== Exercise materials ==
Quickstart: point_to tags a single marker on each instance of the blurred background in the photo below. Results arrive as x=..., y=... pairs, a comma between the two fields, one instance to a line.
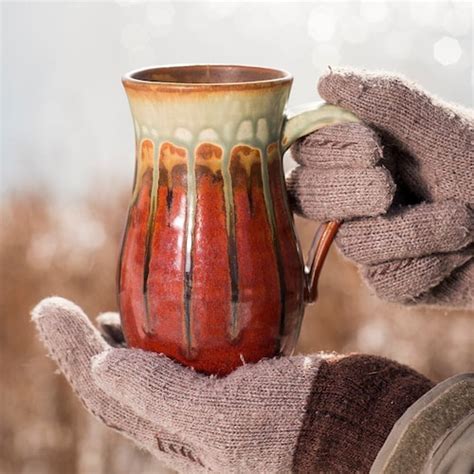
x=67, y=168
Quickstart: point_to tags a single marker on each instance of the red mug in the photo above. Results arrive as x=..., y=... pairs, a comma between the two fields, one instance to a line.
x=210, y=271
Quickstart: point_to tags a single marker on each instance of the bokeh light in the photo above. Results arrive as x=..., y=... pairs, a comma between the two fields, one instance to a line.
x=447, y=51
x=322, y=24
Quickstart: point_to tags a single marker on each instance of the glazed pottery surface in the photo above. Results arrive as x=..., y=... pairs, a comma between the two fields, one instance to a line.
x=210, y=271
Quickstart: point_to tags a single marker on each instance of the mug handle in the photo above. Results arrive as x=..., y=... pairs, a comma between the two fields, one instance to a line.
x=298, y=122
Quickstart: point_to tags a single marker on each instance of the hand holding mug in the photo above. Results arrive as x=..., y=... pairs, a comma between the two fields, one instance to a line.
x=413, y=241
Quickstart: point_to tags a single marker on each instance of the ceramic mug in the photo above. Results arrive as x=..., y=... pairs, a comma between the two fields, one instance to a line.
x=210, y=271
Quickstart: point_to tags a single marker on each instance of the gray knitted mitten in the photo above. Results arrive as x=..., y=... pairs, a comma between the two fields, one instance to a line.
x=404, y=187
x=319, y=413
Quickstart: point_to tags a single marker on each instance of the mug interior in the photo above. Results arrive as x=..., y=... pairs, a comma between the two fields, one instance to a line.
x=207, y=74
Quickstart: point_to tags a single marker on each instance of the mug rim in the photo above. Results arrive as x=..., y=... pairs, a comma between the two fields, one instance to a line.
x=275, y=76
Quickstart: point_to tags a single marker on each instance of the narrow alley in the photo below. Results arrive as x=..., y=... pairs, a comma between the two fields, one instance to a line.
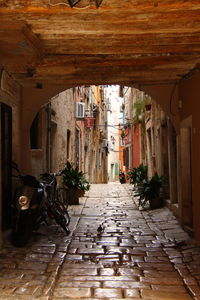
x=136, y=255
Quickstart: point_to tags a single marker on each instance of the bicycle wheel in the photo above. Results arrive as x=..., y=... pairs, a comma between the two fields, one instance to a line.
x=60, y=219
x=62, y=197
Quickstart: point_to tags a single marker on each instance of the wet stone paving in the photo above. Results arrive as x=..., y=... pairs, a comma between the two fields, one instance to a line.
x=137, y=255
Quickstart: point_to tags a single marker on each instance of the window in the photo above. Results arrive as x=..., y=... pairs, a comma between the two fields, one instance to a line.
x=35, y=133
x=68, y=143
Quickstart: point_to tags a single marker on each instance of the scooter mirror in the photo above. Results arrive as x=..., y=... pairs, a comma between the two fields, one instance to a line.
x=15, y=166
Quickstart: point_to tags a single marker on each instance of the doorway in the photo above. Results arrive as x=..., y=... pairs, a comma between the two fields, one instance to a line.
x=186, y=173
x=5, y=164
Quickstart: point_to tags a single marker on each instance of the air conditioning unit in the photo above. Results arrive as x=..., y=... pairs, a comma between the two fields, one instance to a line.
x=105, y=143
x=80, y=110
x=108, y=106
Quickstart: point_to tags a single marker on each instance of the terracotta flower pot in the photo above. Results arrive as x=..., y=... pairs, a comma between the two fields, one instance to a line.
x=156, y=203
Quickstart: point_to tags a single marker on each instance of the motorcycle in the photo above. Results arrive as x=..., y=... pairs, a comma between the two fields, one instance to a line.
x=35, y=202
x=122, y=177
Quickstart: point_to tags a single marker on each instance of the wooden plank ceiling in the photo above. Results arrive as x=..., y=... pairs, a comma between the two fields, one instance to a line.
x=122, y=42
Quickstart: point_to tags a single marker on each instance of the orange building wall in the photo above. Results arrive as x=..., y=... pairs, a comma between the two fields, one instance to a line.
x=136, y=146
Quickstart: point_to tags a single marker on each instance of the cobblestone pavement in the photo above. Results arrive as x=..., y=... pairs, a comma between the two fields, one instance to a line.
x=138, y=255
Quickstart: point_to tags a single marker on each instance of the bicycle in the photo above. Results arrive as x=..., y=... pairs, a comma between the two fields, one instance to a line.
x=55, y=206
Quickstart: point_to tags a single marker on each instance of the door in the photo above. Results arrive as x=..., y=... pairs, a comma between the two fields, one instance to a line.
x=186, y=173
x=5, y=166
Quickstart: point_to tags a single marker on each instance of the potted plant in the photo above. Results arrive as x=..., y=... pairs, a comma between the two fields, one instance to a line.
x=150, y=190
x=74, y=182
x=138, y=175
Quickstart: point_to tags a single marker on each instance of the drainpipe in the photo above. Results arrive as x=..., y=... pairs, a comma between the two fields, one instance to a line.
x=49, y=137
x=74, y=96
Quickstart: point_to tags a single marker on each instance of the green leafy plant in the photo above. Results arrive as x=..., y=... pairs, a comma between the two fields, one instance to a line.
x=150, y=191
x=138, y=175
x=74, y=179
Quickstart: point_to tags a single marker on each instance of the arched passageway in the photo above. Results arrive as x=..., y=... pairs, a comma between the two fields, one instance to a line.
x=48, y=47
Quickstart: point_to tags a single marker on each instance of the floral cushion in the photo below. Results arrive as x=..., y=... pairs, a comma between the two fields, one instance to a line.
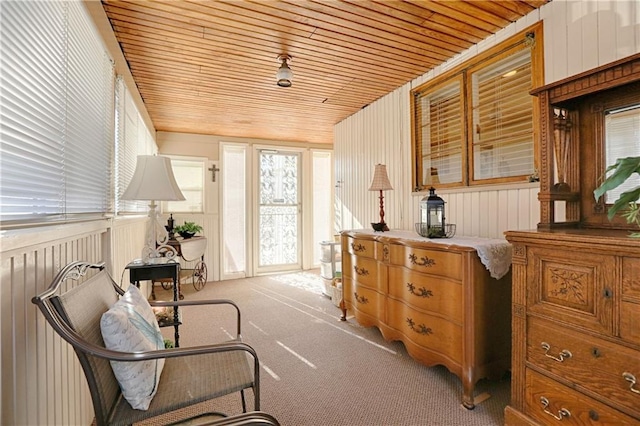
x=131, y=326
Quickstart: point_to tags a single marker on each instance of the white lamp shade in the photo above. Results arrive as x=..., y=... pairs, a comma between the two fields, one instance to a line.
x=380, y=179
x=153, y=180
===
== Exercise materials ==
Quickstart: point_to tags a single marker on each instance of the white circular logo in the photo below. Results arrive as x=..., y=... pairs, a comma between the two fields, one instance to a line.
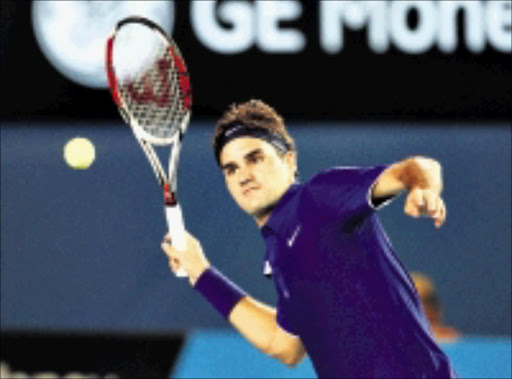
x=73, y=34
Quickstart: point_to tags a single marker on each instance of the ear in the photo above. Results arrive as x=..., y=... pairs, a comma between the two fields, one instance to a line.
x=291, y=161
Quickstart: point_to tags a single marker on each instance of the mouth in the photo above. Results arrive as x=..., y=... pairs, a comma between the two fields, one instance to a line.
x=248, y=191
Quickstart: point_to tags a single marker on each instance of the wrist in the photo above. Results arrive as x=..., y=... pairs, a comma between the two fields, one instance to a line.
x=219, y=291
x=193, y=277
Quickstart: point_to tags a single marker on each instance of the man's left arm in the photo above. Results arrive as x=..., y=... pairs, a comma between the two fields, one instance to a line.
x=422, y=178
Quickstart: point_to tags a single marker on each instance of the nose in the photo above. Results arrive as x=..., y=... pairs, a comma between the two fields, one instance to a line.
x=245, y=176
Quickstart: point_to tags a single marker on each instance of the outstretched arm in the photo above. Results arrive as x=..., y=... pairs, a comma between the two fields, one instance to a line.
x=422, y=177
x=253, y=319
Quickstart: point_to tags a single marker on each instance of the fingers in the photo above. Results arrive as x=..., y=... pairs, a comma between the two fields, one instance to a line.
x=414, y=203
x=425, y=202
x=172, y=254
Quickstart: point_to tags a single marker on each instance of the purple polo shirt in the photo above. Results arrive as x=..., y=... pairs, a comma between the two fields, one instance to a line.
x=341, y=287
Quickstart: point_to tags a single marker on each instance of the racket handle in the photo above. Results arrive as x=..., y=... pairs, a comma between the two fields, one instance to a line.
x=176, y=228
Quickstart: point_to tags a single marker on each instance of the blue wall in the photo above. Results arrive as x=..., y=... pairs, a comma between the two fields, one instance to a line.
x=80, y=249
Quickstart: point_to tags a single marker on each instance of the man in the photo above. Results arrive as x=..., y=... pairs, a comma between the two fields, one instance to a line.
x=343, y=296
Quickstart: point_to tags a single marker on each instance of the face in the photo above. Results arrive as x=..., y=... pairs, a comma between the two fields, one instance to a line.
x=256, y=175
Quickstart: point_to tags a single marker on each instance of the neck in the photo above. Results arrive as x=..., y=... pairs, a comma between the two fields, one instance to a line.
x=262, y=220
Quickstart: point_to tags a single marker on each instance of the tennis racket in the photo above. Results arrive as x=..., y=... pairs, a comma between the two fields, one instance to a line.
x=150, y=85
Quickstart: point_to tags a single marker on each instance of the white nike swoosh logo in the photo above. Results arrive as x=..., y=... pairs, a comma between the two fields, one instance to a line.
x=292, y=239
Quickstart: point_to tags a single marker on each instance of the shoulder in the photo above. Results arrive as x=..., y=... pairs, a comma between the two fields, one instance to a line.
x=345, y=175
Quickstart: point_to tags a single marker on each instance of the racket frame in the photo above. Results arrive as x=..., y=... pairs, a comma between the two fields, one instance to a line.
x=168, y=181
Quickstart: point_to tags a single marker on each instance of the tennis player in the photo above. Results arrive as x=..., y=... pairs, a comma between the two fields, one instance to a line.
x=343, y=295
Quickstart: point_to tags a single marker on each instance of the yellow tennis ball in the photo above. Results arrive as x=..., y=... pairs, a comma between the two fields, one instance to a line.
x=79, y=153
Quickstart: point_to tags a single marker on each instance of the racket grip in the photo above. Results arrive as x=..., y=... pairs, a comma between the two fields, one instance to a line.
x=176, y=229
===
Task instructions
Can you reproduce the material starting at the line containing "of the man in" and ending at the line containing "x=262, y=220", with "single marker" changed to "single point" and nothing else altered?

Response to this task
Quickstart: point_to tags a single point on each instance of the man in the photo above. Results arrive as x=..., y=... pairs, a comma between the two fields, one instance to a line.
x=343, y=296
Quickstart: point_to tags a single point on each instance of the face in the photo above. Results arrive as x=..., y=... pairs, a comma between the two fields, one instance to a line.
x=256, y=175
Quickstart: point_to tags a single point on each instance of the neck in the photo above. Results arrive as x=..., y=... pairs, a comma between the two fields, one instance to a line.
x=262, y=220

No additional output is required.